With all the attention directed to head injuries and concussions, and the way to diagnose and treat (if not outright prevent them), recent news about a different kind of safety equipment flew right under the radar. Sports event planners, event owners and rights holders in baseball and lacrosse, however, are advised to acquaint themselves with it.
The National Operating Committee on Standards for Athletic Equipment (NOCSAE) gathered for its bi-annual standards meeting in Kansas City earlier this month. And one of the key topics included the advancement of the world's first chest protector standard for commotio cordis.
Commotio cordis, also known as cardiac concussion, is an often lethal disruption of heart rhythm that occurs as a result of a blow to the area directly over the heart at a precise moment of heart's cycle, leading to sudden cardiac arrest. It is statistically rare, but victims tend to be youth (15 or under) and generally male. As such, it is a leading cause of sudden cardiac death in young athletes.
According to USA Baseball, the circumstances leading to cardiac concussion are innocuous at best; “it is the result of a low-velocity impact to the chest from a thrown or batted ball travelling usually at a speed of between 20-50 mph. It can also occur as a result of impact with any projectile and has been reported with softballs, lacrosse balls, hockey pucks, and even a fist.”
Catchers and goalies are typically the most vulnerable to commotio cordis, although any youth athlete being struck in the chest is vulnerable.
USA Baseball has also noted, “The impact must occur directly over the heart, the closer to the center, the greater the risk. The injured player does not have pre-existing heart disease and there is no structural damage to either the heart, chest cavity or chest wall as a result of the impact.”
According to NOCSAE, approximately five to 15 athletes die every year from this syndrome. Most of these deaths are males under the age of 14 who are often already wearing chest protection. As a result, NOCSAE set out to develop a standard for enhanced chest protection.
“This is an unprecedented breakthrough in sports protection,” said Mike Oliver, NOCSAE Executive Director. “Scientists have pinpointed the exact cause of commotio cordis, including the critical moment of occurrence in the cardiac cycle and the required threshold to prevent the injury. These findings have allowed us to create a chest protector standard that will significantly reduce, if not eliminate, the risk of commotio cordis.”
NOCSAE originally introduced the world's first chest protector standard for cardiac concussion at the January 2016 standards meeting. NOCSAE has funded more than $1.1 million in research to help identify the specific cause of commotio cordis and develop a chest protector standard designed to significantly reduce the likelihood of occurrence. The proposed standard applies specifically to baseball and lacrosse players.

# Information supplied
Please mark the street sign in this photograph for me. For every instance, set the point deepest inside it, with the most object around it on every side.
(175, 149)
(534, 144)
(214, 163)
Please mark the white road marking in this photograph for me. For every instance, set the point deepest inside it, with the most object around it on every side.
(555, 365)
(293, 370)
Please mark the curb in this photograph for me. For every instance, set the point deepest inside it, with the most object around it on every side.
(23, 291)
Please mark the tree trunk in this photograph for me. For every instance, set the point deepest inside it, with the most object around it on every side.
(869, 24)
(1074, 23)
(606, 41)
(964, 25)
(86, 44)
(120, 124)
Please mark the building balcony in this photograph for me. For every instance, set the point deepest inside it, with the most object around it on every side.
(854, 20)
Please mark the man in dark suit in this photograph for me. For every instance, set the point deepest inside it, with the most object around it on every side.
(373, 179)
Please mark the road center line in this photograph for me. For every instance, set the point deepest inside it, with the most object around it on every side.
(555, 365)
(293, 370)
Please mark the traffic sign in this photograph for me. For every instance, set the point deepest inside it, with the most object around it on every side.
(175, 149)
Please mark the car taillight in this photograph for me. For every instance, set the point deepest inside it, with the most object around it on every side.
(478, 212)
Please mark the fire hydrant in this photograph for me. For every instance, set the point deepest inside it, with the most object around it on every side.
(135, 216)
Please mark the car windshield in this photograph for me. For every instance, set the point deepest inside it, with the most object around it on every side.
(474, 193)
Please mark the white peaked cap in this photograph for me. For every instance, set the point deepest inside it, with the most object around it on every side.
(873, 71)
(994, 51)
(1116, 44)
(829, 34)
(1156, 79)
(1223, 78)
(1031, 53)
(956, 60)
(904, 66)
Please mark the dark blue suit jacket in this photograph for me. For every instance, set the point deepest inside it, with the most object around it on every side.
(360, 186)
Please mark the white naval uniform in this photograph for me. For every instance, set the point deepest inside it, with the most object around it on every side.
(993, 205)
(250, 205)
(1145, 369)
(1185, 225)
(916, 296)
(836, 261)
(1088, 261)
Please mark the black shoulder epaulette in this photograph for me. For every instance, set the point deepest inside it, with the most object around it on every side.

# Questions
1/ Answer these questions using the article on commotio cordis and chest protectors.
(a) In what city did NOCSAE hold its bi-annual standards meeting?
(b) According to USA Baseball, what speed range does the ball that causes cardiac concussion usually travel at?
(c) How much research funding has NOCSAE provided to identify the cause of commotio cordis?
2/ Quote the commotio cordis article from "With all the" to "for commotio cordis.".

# Results by task
1/
(a) Kansas City
(b) Between 20 and 50 mph
(c) More than $1.1 million

2/
With all the attention directed to head injuries and concussions, and the way to diagnose and treat (if not outright prevent them), recent news about a different kind of safety equipment flew right under the radar. Sports event planners, event owners and rights holders in baseball and lacrosse, however, are advised to acquaint themselves with it.
The National Operating Committee on Standards for Athletic Equipment (NOCSAE) gathered for its bi-annual standards meeting in Kansas City earlier this month. And one of the key topics included the advancement of the world's first chest protector standard for commotio cordis.